▸ Problem requirements
Could you output each line of the data that follows exactly?

--- START OF Records for this task ---

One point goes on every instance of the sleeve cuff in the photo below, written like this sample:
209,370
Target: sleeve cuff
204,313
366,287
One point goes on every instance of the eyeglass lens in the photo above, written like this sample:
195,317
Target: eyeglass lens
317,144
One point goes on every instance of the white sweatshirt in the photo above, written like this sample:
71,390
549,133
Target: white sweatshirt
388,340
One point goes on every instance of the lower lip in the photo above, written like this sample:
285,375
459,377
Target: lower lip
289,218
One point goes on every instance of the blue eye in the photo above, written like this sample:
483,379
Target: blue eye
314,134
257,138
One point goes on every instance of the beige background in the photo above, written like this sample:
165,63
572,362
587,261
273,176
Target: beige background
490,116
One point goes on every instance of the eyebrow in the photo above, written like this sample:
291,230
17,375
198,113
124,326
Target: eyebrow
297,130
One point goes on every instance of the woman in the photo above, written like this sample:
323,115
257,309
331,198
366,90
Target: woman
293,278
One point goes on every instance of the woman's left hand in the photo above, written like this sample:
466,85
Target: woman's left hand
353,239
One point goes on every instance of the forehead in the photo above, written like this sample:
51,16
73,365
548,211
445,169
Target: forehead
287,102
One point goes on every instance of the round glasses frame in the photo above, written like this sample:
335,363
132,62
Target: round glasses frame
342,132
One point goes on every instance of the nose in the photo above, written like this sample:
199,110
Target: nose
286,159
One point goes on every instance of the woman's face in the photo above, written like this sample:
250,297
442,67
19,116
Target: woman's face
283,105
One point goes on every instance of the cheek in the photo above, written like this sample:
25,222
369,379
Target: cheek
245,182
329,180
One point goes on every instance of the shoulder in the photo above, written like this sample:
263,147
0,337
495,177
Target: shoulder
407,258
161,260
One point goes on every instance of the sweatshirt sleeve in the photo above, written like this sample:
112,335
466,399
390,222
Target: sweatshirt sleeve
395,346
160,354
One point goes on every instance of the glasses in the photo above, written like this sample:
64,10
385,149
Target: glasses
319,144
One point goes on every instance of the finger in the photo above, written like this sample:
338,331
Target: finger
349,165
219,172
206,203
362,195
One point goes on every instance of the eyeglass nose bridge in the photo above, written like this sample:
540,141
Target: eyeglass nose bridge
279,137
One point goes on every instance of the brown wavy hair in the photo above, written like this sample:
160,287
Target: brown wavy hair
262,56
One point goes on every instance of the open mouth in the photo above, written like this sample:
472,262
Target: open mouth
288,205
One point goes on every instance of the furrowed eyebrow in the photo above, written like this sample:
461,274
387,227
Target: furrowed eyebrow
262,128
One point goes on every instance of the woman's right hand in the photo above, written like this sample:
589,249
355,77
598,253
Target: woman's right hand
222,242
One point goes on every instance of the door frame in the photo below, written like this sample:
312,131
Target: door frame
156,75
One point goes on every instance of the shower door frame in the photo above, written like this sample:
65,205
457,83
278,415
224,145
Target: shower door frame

--- END OF Records for this task ---

▸ Solution to the problem
One point goes on every instance of the sleeve cuff in the photo below, written like this sample:
209,370
Target: sleeve cuff
204,313
366,287
One point goes on every instance of the eyeglass lens in the photo above, written like this sample:
195,317
Target: eyeglass lens
317,144
One point goes on every instance of the white sweatshirt in the photo above, written like this sample:
71,390
549,133
Target: white sweatshirt
388,340
One point goes on every instance of the lower lip in the photo above, written like this sample:
285,375
459,377
Target: lower lip
289,218
One point goes on every instance of the blue eye in the photo above, written like this sample:
483,379
Target: blue eye
314,134
257,138
One point goes on every instance of the beige background in the photo above, written like this sample:
165,63
572,362
587,261
273,176
Target: beige background
490,116
One point goes on every instance of the eyebrow in the photo above, written like this sample:
291,230
17,375
198,113
124,326
Target: eyebrow
297,130
One point goes on every instance of the woman in the photo above, written like this sample:
323,115
257,309
331,198
366,90
Target: woman
293,278
One point goes on every instance of the woman's left hand in the photo above, written like this sample:
466,85
Target: woman's left hand
353,239
One point goes on every instance of the forehead in the photo above, written like this sample:
51,16
73,365
548,211
445,169
Target: forehead
287,102
One point goes on every instance of the round glasses frame in the photo above, written like this sample:
335,363
132,62
Target: round glasses frame
342,132
One point goes on every instance of the nose in the photo above, written like this sample:
199,110
Target: nose
286,159
One point goes on every instance of the woman's face in the photo above, written like this sample:
250,297
442,67
19,116
Target: woman's face
283,105
One point goes on every instance of the cheek in the photo above, written like this sample:
25,222
369,379
Target: cheek
245,182
329,180
One point goes on every instance of the shoulder in the photo above, written like this sample:
263,147
0,337
495,177
Target: shoulder
407,258
161,260
One point goes on every instance of the sweatshirt sleeve in the photo above, written like this sample:
112,335
466,399
390,222
Target: sweatshirt sleeve
395,346
160,354
One point goes on every instance of the glasses in the photo above, written like this sample:
64,10
385,149
Target: glasses
319,144
One point goes on every instance of the finger in the photo above, written like this sample:
338,331
Target: finger
349,165
219,172
206,203
362,195
One point goes on every instance of the eyeglass nose bridge in the photo above, written like this sample:
540,141
Target: eyeglass nose bridge
279,137
One point goes on every instance of the brown wavy hair in the photo above, written like this sample:
160,287
Target: brown wavy hair
262,56
One point goes on every instance of the open mouth in the photo above, written like this sample:
472,262
Target: open mouth
288,205
One point goes on every instance of the furrowed eyebrow in the photo above, written like this sample:
461,274
387,227
Target: furrowed eyebrow
262,128
One point goes on every instance of the woman's right hand in the photo above, written like this sample:
589,249
355,77
598,253
Target: woman's right hand
222,242
One point goes on every instance of the door frame in the photo below, written like this sample:
312,131
Target: door frame
156,75
One point goes on every instance of the shower door frame in the photo above, written like this sample:
65,205
457,83
278,415
224,145
Target: shower door frame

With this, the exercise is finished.